(Enregistrements de points étiquetés)
--
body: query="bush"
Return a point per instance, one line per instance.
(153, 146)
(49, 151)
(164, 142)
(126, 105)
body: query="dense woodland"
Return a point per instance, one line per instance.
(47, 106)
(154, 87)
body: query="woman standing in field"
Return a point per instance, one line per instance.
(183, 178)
--
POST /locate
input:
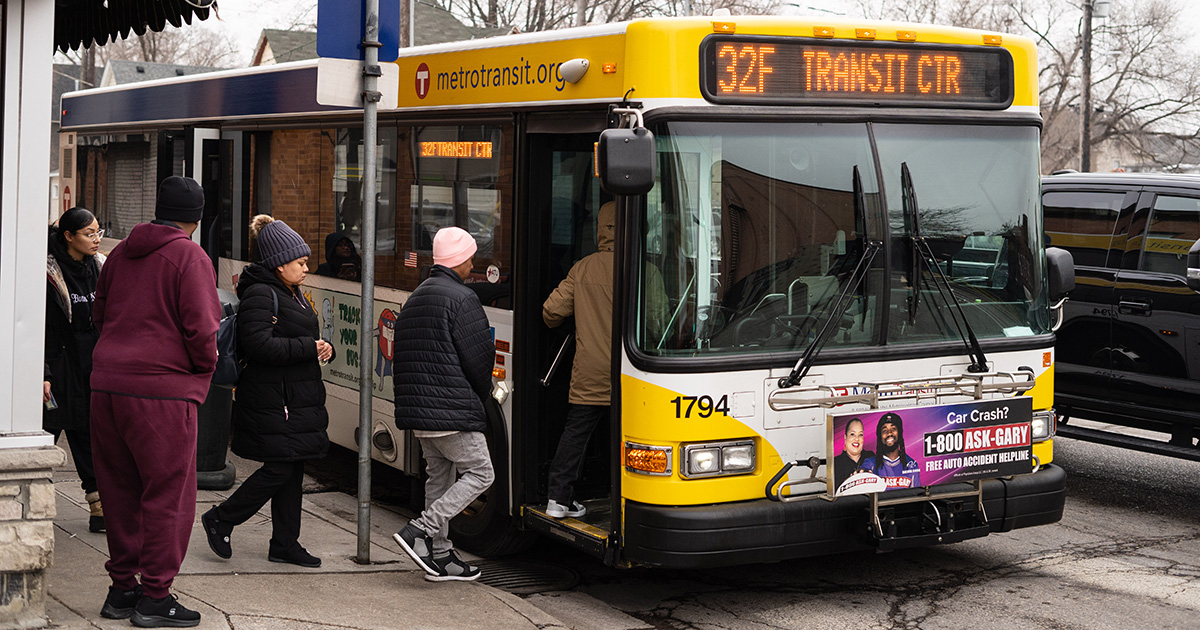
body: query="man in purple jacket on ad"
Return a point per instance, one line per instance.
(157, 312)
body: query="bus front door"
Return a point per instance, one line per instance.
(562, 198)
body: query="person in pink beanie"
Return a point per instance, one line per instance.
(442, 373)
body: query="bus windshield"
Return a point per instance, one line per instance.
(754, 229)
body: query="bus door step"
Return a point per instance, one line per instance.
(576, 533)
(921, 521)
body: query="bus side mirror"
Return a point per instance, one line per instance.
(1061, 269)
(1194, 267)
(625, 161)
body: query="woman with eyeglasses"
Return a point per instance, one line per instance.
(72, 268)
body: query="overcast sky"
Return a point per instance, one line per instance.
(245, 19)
--
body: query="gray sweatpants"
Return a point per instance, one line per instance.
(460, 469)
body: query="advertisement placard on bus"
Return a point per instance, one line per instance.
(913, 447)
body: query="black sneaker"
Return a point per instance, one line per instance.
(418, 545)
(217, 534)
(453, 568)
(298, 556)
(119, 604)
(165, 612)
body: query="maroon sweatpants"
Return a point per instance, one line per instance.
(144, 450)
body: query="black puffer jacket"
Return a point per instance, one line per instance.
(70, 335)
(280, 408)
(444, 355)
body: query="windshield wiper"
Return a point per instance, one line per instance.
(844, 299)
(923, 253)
--
OBJECTIF
Comptez les lignes des enregistrements qui contiennent la chaîne « woman », en tenant compte de la casse. Indiquez seulement ce nombre.

CORRIGÉ
2